* Assignment *
Every entry below should be transcribed exactly; pictures stay out of the copy.

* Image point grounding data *
*** Begin section ***

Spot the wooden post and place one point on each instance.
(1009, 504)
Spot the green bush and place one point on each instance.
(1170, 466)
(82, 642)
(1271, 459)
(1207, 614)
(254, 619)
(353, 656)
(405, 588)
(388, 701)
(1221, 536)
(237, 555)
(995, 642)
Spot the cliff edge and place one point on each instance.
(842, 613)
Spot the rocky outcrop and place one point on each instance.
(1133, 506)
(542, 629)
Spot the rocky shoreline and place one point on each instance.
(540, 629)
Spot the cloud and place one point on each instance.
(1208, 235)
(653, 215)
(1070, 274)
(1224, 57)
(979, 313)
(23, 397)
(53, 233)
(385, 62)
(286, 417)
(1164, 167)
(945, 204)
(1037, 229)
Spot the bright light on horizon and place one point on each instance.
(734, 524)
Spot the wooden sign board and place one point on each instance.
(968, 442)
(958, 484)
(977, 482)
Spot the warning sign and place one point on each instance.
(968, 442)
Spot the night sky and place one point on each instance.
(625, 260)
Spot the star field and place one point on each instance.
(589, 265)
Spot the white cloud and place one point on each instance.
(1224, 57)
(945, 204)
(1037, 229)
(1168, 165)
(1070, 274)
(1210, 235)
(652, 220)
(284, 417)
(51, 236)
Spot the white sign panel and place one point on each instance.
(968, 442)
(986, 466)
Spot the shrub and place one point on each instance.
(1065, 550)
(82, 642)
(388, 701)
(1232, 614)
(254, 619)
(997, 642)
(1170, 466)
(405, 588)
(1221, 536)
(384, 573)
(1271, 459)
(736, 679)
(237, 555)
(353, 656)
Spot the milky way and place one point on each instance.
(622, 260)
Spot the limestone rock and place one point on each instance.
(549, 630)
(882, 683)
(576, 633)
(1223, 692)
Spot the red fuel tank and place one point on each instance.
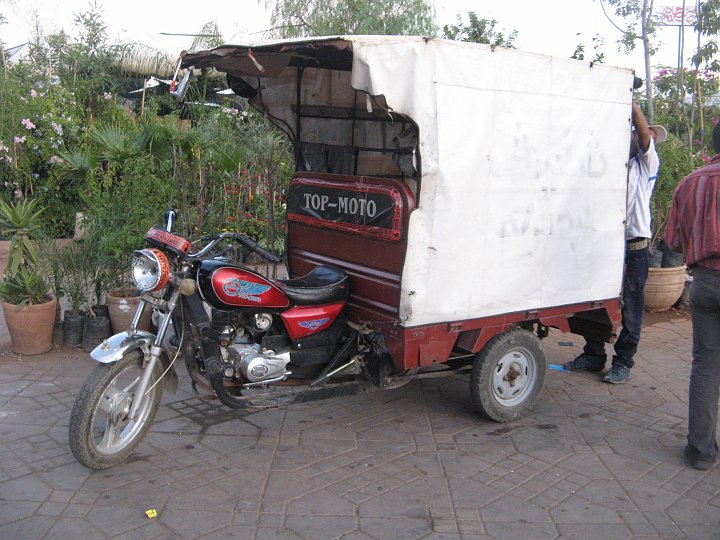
(225, 286)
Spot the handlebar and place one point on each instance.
(214, 239)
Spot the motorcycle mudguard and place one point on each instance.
(115, 347)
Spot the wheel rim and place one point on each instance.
(112, 429)
(514, 377)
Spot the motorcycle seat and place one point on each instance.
(322, 285)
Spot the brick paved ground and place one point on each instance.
(591, 461)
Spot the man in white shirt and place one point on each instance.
(642, 174)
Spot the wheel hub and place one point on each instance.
(512, 378)
(120, 407)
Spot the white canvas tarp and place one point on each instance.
(524, 176)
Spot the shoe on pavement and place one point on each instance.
(617, 374)
(696, 461)
(586, 362)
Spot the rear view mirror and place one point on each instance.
(178, 89)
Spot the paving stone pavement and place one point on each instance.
(592, 460)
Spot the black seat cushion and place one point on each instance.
(323, 285)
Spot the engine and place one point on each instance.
(258, 366)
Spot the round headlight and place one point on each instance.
(150, 269)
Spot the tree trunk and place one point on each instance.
(646, 14)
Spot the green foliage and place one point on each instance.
(24, 288)
(479, 31)
(675, 164)
(599, 56)
(24, 281)
(295, 18)
(18, 222)
(640, 24)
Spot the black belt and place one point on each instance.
(636, 243)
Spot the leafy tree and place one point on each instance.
(479, 31)
(640, 27)
(705, 58)
(598, 42)
(295, 18)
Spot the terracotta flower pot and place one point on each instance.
(122, 304)
(30, 327)
(664, 287)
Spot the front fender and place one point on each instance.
(115, 347)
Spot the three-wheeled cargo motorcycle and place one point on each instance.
(452, 202)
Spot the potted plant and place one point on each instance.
(75, 286)
(28, 306)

*** End section ***

* Answer section *
Spot the wooden post and place one point on each instance.
(1009, 504)
Spot the green bush and place one point on each instance.
(1170, 466)
(82, 642)
(1271, 459)
(1207, 614)
(254, 619)
(353, 656)
(405, 588)
(388, 701)
(1221, 536)
(237, 555)
(995, 642)
Spot the cliff edge and place one point on each instance.
(842, 613)
Spot the rocky outcrop and place one point on each instance.
(1133, 506)
(542, 629)
Spot the rocky shoreline and place one point on each instance.
(540, 629)
Spot the cloud and place one point on each instance.
(1208, 235)
(653, 215)
(1070, 274)
(1224, 57)
(979, 313)
(23, 397)
(53, 233)
(385, 62)
(286, 417)
(1164, 167)
(945, 204)
(1037, 229)
Spot the bright light on horizon and place one point on each instance.
(734, 524)
Spot the wooden sign board and place one point on each instance.
(968, 442)
(958, 484)
(977, 482)
Spot the warning sign and place one point on each instance.
(968, 442)
Spot the night sky and place one point on each instance.
(625, 260)
Spot the star field and place one point on each instance.
(589, 265)
Spot the white cloud and place one point on each instance.
(1224, 57)
(945, 204)
(1037, 229)
(1168, 165)
(1070, 274)
(1210, 235)
(652, 220)
(284, 417)
(51, 236)
Spot the white sign panel and place one point on each instance.
(968, 442)
(986, 466)
Spot the shrub and place one point on each instance.
(1065, 550)
(82, 642)
(388, 701)
(1232, 614)
(254, 619)
(997, 642)
(1170, 466)
(405, 588)
(1221, 536)
(384, 573)
(1271, 459)
(736, 679)
(237, 555)
(353, 656)
Spot the milky way and place one point on each instance.
(622, 260)
Spot the limestone rock and place one point on each instance.
(549, 630)
(882, 683)
(576, 633)
(1223, 692)
Spot the red fuel tank and place one point on each instance.
(225, 286)
Spot the handlebar and place one point on each instance.
(214, 239)
Spot the motorcycle mudguard and place one point on each instance.
(115, 347)
Spot the wheel rim and place one point on each instance.
(112, 429)
(514, 377)
Spot the motorcycle seat and place one point on each instance.
(322, 285)
Spot the brick paved ground and place one point on each instance.
(591, 461)
Spot the man in white shirt and place one point on each instance.
(642, 174)
Spot the wheel hub and place one point on each instance.
(512, 378)
(120, 407)
Spot the white canvas tarp and place one point on each instance.
(524, 176)
Spot the shoe on pavement and place one point on each instance.
(617, 374)
(696, 461)
(586, 362)
Spot the rear view mirror and place one point on each instance.
(178, 89)
Spot the paving stone pavement and place one point on each instance.
(592, 460)
Spot the black seat cushion and place one point on each instance.
(323, 285)
Spot the engine and place one point on each instance.
(258, 366)
Spot the round headlight and place one point on each instance.
(150, 269)
Spot the tree trunk and place one point on each instance.
(646, 14)
Spot the green foliage and place one point on each instance.
(24, 288)
(479, 31)
(675, 164)
(599, 56)
(24, 281)
(295, 18)
(18, 222)
(640, 24)
Spot the black belt and place one point on each instance.
(636, 243)
Spot the leafy tree and place one point on each instance.
(479, 31)
(640, 27)
(705, 58)
(598, 42)
(295, 18)
Spot the terracotta flower pot and place one point on each instance.
(122, 304)
(30, 327)
(664, 287)
Spot the front fender and place one point on each instance.
(115, 347)
Spot the three-wheeled cargo motorcycle and place one point on each instance.
(452, 202)
Spot the potted plant and place one point on each instance.
(75, 286)
(28, 306)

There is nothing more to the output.